» Stored data:
----------------------------------------
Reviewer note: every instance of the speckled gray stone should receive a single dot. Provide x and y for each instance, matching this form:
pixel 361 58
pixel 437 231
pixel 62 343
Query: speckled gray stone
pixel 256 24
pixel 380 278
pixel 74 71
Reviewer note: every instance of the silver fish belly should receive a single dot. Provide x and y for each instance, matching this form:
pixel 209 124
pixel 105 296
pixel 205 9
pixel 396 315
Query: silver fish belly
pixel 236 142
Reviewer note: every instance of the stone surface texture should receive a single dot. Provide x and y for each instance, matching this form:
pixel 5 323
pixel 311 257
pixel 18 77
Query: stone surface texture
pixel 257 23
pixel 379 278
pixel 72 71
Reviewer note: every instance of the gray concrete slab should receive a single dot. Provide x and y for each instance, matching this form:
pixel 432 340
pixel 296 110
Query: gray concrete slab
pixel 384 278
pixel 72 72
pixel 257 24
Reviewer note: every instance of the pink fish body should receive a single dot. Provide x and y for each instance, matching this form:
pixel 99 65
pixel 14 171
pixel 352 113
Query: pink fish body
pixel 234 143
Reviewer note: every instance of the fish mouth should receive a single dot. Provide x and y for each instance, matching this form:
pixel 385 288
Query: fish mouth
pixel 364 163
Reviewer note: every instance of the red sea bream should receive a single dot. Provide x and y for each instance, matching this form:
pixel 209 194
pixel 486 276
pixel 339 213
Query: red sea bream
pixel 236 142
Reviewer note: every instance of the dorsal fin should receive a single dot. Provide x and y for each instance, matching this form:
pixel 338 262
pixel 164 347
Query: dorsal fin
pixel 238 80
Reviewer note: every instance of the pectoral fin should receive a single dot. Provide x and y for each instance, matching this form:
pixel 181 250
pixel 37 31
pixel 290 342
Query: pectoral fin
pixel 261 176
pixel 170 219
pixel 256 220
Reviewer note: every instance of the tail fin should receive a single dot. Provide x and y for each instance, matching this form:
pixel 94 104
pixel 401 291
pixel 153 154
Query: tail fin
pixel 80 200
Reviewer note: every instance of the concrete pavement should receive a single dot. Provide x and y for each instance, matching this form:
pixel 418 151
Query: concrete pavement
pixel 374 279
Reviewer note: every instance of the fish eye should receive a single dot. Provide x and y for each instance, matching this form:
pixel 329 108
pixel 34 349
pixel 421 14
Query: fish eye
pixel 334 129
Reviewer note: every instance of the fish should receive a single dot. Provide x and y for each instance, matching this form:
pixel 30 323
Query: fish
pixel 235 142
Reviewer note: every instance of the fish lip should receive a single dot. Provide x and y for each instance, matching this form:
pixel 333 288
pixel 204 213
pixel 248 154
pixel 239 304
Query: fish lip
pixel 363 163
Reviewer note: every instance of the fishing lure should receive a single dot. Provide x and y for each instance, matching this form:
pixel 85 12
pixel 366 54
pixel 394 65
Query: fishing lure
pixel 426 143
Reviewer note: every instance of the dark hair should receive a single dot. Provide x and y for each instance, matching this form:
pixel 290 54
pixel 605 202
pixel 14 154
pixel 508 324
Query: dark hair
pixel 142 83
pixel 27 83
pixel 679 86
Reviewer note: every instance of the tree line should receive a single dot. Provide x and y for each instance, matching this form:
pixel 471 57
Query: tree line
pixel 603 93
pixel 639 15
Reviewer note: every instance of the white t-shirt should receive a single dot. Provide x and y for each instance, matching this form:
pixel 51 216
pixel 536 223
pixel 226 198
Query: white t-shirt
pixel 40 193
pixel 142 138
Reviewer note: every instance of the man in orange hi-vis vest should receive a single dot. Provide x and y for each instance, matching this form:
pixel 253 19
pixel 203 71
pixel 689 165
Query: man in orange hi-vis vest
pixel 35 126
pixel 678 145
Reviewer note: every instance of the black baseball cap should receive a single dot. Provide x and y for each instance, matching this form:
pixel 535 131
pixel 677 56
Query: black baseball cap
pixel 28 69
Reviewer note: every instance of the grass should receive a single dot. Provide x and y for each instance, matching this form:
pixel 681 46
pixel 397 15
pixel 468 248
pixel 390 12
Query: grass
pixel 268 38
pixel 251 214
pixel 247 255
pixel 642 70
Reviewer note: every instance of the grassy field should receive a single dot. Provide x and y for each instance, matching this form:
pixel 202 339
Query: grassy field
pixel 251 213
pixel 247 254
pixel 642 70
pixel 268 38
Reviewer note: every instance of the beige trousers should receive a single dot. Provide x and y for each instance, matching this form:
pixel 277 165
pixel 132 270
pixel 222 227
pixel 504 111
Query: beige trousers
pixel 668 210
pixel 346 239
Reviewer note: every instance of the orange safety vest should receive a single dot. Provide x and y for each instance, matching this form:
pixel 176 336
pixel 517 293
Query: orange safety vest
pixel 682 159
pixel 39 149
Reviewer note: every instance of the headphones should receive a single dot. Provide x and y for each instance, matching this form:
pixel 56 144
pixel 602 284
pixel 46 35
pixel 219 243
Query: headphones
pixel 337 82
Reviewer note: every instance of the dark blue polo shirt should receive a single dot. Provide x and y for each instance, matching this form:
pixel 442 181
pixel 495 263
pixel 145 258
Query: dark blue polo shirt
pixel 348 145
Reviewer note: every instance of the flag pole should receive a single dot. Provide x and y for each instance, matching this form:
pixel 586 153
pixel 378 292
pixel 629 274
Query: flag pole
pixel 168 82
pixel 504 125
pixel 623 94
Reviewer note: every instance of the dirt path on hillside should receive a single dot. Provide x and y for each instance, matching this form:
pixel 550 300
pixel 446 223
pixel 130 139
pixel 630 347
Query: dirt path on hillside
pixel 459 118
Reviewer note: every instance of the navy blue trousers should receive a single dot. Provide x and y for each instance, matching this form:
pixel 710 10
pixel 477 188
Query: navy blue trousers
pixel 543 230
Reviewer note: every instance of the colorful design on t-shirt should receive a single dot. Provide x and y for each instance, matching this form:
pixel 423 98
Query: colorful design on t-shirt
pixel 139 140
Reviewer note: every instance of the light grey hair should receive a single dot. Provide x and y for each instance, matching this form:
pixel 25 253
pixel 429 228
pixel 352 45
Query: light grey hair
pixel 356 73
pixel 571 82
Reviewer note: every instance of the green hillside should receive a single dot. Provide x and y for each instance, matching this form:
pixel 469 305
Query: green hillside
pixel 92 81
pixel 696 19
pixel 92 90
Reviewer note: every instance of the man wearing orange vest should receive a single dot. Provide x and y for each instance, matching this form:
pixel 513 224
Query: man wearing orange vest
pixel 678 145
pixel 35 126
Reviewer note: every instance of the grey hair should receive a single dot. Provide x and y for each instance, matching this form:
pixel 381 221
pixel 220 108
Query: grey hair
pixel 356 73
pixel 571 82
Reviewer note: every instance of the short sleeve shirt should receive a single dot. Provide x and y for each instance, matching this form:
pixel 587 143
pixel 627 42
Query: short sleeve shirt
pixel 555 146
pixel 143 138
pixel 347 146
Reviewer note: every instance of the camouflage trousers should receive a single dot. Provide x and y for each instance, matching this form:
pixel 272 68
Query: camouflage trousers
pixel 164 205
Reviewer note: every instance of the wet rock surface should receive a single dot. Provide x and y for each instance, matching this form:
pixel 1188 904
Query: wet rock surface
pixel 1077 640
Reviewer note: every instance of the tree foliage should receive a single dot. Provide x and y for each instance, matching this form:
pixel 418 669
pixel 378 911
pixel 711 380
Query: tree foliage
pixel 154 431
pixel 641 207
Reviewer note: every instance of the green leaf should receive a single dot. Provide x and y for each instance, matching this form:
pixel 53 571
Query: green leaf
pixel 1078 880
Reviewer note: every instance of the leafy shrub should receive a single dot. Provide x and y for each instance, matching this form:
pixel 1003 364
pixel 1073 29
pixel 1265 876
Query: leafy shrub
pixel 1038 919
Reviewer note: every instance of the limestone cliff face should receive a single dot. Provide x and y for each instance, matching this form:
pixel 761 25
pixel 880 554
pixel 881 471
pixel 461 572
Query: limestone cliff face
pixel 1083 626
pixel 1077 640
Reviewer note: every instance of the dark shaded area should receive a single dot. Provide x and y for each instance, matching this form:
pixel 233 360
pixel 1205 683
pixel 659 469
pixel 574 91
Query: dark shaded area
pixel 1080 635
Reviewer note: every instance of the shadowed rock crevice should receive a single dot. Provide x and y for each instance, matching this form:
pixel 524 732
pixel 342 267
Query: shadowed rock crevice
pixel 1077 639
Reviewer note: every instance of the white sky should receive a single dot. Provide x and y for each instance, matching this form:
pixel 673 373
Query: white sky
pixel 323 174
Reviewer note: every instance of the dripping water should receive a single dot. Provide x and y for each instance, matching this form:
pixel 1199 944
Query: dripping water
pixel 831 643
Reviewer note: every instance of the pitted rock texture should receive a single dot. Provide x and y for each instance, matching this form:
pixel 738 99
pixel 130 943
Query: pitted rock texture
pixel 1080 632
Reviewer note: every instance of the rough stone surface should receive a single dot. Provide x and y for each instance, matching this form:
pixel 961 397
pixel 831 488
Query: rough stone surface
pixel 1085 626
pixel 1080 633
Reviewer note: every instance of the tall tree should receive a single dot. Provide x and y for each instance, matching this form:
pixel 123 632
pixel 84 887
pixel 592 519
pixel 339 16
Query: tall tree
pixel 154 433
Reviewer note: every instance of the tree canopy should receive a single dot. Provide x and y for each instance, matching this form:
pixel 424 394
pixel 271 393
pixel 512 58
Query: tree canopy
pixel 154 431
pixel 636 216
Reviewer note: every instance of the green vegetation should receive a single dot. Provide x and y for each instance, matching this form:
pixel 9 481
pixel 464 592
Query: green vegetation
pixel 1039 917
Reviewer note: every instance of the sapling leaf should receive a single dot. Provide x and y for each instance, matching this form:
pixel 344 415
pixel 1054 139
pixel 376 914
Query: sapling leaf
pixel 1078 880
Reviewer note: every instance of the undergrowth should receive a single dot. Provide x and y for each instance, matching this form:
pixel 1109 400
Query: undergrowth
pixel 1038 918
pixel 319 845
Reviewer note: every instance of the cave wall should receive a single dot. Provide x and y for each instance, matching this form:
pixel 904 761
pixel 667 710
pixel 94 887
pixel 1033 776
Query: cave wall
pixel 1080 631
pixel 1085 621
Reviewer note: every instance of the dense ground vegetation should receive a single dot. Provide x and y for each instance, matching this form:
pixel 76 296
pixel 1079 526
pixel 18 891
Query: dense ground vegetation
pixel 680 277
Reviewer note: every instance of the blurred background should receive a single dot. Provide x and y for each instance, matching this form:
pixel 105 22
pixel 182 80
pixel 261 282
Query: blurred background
----------------------------------------
» THE PROBLEM:
Go through the records above. Copy each line in which the string "background" appears.

» EXERCISE RESPONSE:
Reviewer note: every instance of the blurred background should receive a single dot. Provide x and y for each instance, matching this form:
Query: blurred background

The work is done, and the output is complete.